▶ **Set of tasks**
**1.** Check each statement against the pandas notebook below: (a) it keeps only the states MI, MN, PA and WI; (b) it keeps precincts with zero votes; (c) it drops the 'winner' column from the DIME data. Answer yes or no for each, and quote the notebook's deciding words word for word.
**2.** Transcribe the pandas notebook below word for word, starting at "total_by_prec = total_by_prec.rename(columns" and ending at "on = ['state_po', 'state_po_district', 'county_fips'])".

** Start Source **

In [1]:
import pandas as pd
from fuzzywuzzy import fuzz
from fuzzywuzzy import process

In [2]:
house_precinct_csv = 'data/raw/HOUSE_precinct_general.csv'
dime_csv = 'data/raw/dime.csv'

In [3]:
#HOUSE official dtypes from documentation
official_dtypes = {'precinct':str,'office':str, 'party_detailed':str, 'party_simplified':str,
'mode':str,'votes':int, 'county_name':str, 'county_fips':str, 'jurisdiction_name':str,
'jurisdiction_fips':str, 'candidate':str, 'district':str, 'dataverse':str,'year':int,
'stage':str, 'state':str, 'special':str, 'writein':str, 'state_po':str, 'state_fips':str,
'state_cen':str, 'state_ic':str, 'date':str, 'readme_check':str,'magnitude':int}

house =  pd.read_csv(house_precinct_csv, dtype = official_dtypes)

In [4]:
#Filter states
states = ['MI', 'MN', 'PA', 'WI']
house = house[house['state_po'].isin(states)]

In [5]:
#Filter office to US House only
house = house[house['office'].isin(['US HOUSE'])]

In [6]:
#Filter precincts with zero votes
house = house[house['votes']!=0]


In [7]:
#Concatenate state and district to match district column in DIME
house['state_po_district'] = house['state_po'] + house['district'].str[1:]

In [8]:
#Totals by precinct
total_by_prec_cand = house.groupby(['state_po', 'state_po_district', 'precinct','candidate'])['votes'].sum().reset_index()
total_by_prec = total_by_prec_cand.groupby(['state_po', 'state_po_district', 'precinct'])['votes'].sum().reset_index()
total_by_prec = total_by_prec.rename(columns = {'votes': 'total_votes'})

In [None]:
#Totals by county
total_by_county_cand = house.groupby(['state_po', 'state_po_district', 'county_fips','candidate'])['votes'].sum().reset_index()
total_by_county = total_by_county_cand.groupby(['state_po', 'state_po_district', 'county_fips'])['votes'].sum().reset_index()
total_by_county = total_by_county.rename(columns = {'votes': 'total_votes'})

In [9]:
result = pd.merge(total_by_county_cand, total_by_county, on = ['state_po', 'state_po_district', 'county_fips'])
result['pct_vote'] = result['votes']/result['total_votes']
result['candidate_house'] = result['candidate'].str.lower()
result['candidate_house'] = result['candidate_house'].str.replace('.', '')
result['candidate_house'] = result['candidate_house'].str.strip()

  result['candidate_house'] = result['candidate_house'].str.replace('.', '')


In [10]:
#DIME
dime =  pd.read_csv(dime_csv)
dime.sort_values(by=['district', 'name'])
dime = dime.drop(columns=['cycle', 'seat', 'ran_general', 'winner', 'recipient_type'])


In [11]:
# new data frame with split name
split = dime['name'].str.split(",", n = 1, expand = True)

** End Source **
** Start Material shown **

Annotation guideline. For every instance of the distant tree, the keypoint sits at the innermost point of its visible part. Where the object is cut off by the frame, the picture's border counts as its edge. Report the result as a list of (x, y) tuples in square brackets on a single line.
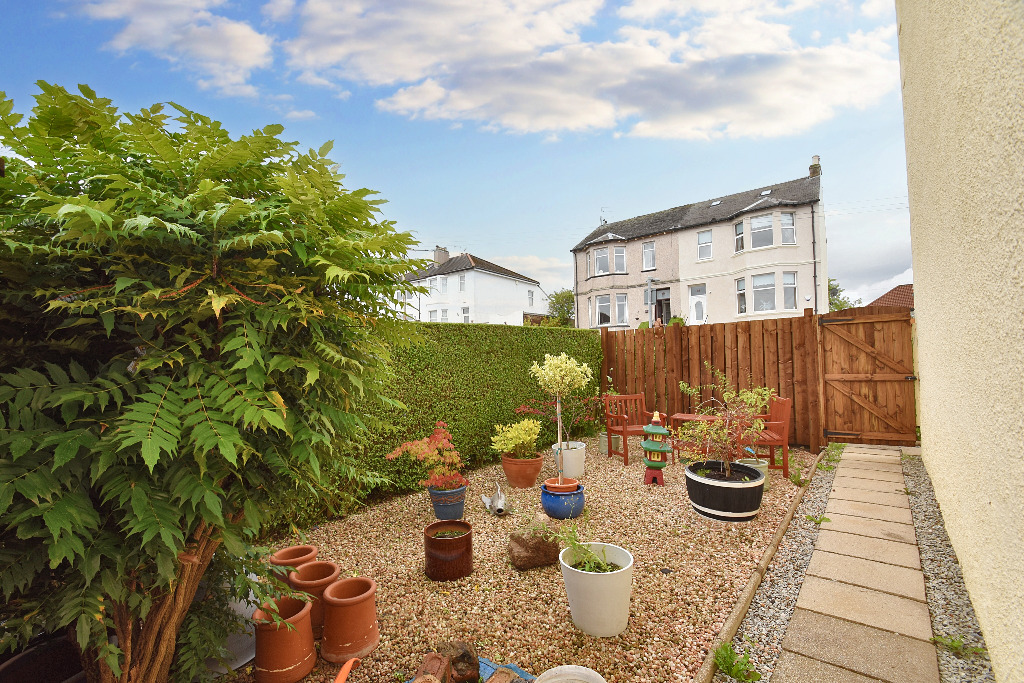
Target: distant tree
[(188, 324), (561, 306), (836, 299)]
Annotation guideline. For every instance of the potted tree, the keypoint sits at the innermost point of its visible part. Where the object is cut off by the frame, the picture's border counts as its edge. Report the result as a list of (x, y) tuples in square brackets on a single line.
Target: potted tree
[(719, 486), (598, 583), (517, 443), (560, 376), (444, 481)]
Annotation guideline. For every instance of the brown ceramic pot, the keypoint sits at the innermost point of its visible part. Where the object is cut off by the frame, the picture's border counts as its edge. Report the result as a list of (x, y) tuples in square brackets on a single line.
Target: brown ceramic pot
[(349, 620), (313, 578), (284, 654), (448, 559), (521, 472), (567, 486), (294, 557)]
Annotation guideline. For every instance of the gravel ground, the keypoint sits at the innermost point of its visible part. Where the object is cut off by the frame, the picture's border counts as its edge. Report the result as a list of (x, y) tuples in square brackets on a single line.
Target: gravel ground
[(763, 628), (688, 574), (952, 613)]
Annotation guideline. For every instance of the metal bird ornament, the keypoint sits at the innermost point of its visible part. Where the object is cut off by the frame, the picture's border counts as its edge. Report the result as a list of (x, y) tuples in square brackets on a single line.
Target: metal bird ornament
[(496, 504)]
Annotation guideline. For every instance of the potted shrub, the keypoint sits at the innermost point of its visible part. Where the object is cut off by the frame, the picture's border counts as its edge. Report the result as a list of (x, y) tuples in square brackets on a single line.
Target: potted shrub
[(444, 480), (598, 583), (517, 443), (561, 376), (720, 487)]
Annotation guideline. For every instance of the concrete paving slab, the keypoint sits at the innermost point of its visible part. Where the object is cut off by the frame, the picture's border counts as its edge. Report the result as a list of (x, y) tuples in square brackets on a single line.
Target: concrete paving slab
[(876, 497), (863, 605), (793, 668), (878, 467), (875, 475), (877, 575), (879, 550), (866, 650), (844, 481), (873, 527), (870, 458), (869, 510)]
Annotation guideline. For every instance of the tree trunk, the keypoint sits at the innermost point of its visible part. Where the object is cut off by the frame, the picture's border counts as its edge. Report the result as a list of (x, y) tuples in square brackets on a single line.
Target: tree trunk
[(147, 644)]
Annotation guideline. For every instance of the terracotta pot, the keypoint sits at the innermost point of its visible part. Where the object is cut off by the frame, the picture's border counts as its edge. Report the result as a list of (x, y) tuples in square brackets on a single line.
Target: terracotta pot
[(313, 578), (294, 557), (349, 620), (567, 486), (521, 472), (284, 654), (448, 559)]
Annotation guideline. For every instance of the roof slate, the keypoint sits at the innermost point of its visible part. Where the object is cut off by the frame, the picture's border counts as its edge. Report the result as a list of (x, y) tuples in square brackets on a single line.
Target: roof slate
[(466, 262), (901, 295), (793, 193)]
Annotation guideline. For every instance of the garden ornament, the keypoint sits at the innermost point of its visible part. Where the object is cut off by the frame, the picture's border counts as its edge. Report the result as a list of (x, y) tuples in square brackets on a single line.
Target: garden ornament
[(496, 504)]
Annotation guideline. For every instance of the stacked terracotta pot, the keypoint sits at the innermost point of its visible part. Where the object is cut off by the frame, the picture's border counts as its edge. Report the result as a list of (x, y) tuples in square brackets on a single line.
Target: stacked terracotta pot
[(343, 612)]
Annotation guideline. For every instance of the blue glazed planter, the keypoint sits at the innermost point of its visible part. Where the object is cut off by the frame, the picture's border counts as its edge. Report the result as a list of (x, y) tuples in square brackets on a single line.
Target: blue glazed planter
[(562, 506), (449, 504)]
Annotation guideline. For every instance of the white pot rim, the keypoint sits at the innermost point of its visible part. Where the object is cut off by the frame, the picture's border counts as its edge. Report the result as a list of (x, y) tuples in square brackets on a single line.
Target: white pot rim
[(566, 565)]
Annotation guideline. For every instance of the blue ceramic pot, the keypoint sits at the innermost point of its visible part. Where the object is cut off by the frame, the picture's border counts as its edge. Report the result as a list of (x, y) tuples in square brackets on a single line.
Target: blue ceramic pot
[(562, 506), (449, 504)]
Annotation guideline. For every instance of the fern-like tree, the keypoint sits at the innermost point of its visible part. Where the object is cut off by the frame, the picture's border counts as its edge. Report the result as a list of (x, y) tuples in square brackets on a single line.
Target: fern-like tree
[(187, 326)]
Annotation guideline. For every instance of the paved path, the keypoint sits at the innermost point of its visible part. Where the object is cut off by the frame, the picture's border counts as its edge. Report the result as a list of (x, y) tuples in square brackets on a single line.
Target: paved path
[(861, 614)]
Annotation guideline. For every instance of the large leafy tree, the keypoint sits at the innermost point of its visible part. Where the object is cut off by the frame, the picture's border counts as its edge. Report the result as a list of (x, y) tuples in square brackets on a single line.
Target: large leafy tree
[(187, 325)]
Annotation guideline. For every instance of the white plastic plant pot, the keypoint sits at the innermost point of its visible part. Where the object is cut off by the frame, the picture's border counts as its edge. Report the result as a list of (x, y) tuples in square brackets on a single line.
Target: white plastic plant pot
[(599, 602), (570, 674), (573, 458)]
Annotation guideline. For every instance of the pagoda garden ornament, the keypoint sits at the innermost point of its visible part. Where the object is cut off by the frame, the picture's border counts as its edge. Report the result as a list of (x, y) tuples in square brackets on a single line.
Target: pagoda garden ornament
[(655, 451)]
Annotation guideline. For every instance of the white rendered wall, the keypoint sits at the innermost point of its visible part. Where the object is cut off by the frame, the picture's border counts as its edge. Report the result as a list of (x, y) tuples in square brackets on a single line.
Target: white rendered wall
[(962, 75)]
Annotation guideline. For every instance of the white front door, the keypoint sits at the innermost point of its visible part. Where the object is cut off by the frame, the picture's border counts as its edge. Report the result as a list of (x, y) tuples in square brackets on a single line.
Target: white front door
[(698, 304)]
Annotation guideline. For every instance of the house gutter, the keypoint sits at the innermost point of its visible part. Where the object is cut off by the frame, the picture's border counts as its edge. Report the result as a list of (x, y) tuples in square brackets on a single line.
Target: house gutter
[(814, 258)]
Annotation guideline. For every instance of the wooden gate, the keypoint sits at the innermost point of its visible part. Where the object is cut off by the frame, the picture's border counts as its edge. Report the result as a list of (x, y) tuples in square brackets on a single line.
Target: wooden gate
[(867, 387)]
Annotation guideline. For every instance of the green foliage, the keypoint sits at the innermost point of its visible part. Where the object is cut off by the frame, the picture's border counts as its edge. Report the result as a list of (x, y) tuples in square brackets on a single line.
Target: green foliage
[(518, 439), (957, 645), (837, 300), (739, 416), (561, 306), (189, 324), (471, 377), (733, 666)]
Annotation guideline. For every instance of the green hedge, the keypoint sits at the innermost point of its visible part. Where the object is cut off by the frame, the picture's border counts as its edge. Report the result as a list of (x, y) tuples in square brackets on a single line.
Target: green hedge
[(470, 377)]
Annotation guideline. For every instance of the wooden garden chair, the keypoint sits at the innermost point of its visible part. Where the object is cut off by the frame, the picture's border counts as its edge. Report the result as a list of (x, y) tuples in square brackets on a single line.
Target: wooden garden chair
[(776, 432), (625, 415)]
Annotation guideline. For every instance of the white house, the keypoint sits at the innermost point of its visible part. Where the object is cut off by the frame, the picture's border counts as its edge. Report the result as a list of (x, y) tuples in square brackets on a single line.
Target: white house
[(753, 255), (468, 289)]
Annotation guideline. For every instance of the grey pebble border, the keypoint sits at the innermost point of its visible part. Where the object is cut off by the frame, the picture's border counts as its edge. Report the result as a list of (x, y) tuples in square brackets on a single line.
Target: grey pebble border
[(763, 628), (948, 602)]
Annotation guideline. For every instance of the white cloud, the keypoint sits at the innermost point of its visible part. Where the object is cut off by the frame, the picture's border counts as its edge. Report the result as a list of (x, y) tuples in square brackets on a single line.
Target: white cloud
[(868, 292), (878, 8), (553, 272), (300, 115), (734, 71), (222, 52)]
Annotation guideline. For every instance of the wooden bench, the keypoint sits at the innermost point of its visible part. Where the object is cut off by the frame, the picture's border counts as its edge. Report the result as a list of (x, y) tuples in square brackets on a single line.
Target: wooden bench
[(625, 415)]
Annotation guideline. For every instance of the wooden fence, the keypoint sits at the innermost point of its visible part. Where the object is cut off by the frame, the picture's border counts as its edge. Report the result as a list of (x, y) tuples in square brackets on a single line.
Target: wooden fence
[(786, 354)]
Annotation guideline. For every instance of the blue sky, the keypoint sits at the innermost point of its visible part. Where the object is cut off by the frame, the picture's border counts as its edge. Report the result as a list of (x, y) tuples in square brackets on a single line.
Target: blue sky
[(508, 128)]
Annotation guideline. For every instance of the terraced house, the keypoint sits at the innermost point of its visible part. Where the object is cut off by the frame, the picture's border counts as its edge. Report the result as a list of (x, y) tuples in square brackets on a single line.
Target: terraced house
[(753, 255)]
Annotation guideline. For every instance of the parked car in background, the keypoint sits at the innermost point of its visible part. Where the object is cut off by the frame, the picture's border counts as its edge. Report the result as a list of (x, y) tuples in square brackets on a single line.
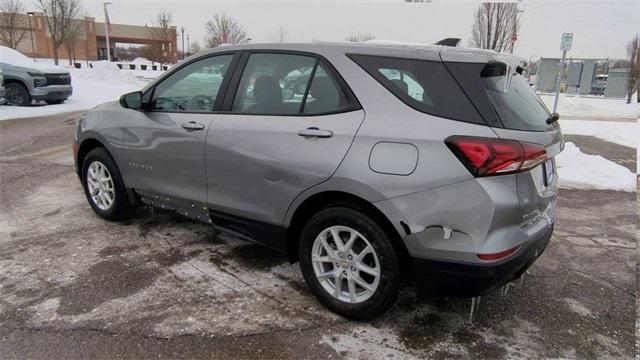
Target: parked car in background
[(365, 163), (2, 100), (26, 80), (599, 84)]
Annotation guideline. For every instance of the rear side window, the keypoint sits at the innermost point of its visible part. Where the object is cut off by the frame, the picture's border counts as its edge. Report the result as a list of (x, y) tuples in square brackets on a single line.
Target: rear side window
[(289, 84), (517, 105), (425, 86)]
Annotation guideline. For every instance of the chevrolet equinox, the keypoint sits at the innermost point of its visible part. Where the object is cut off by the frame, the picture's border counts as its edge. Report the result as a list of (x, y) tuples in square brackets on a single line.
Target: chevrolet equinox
[(364, 163)]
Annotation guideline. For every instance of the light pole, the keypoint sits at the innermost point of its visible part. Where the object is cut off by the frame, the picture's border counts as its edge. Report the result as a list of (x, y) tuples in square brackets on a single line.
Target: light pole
[(107, 28), (33, 49), (514, 34), (182, 31)]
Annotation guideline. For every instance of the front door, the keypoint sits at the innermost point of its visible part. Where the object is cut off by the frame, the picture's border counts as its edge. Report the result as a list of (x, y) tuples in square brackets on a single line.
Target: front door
[(290, 124), (164, 145)]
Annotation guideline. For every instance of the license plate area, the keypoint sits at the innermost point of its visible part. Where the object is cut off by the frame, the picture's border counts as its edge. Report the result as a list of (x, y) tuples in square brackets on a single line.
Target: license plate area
[(548, 172)]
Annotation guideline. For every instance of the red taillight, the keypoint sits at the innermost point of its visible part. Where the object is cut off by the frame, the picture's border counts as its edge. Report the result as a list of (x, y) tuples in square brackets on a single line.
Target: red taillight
[(486, 156), (498, 256)]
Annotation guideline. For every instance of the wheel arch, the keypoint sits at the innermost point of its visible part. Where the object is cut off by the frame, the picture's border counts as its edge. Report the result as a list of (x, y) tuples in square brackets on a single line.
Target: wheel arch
[(85, 147), (325, 199), (92, 143)]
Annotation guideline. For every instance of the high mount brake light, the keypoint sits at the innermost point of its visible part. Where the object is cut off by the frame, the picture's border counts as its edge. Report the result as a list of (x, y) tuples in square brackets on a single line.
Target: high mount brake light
[(487, 156)]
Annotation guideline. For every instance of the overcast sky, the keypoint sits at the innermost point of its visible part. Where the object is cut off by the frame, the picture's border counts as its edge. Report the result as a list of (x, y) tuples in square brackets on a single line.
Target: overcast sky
[(602, 28)]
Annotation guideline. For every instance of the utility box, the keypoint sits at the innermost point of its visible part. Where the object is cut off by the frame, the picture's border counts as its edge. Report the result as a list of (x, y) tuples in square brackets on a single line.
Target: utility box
[(573, 76), (617, 83), (547, 74), (587, 75)]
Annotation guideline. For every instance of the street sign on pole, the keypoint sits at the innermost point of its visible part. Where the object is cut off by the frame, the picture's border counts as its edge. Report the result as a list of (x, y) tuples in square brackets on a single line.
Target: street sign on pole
[(565, 45), (567, 41)]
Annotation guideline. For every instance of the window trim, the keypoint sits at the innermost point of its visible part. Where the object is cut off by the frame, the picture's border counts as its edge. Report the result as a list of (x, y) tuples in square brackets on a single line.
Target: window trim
[(382, 80), (352, 100), (222, 91)]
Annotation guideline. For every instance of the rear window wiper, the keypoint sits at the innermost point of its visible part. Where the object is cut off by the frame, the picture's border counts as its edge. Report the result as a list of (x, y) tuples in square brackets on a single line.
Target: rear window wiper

** End Material shown **

▶ **Solutions for each task**
**1.**
(a) Yes: "states = ['MI', 'MN', 'PA', 'WI']"
(b) No: "house = house[house['votes']!=0]"
(c) Yes: "dime = dime.drop(columns=['cycle', 'seat', 'ran_general', 'winner', 'recipient_type'])"

**2.**
total_by_prec = total_by_prec.rename(columns = {'votes': 'total_votes'})

In [None]:
#Totals by county
total_by_county_cand = house.groupby(['state_po', 'state_po_district', 'county_fips','candidate'])['votes'].sum().reset_index()
total_by_county = total_by_county_cand.groupby(['state_po', 'state_po_district', 'county_fips'])['votes'].sum().reset_index()
total_by_county = total_by_county.rename(columns = {'votes': 'total_votes'})

In [9]:
result = pd.merge(total_by_county_cand, total_by_county, on = ['state_po', 'state_po_district', 'county_fips'])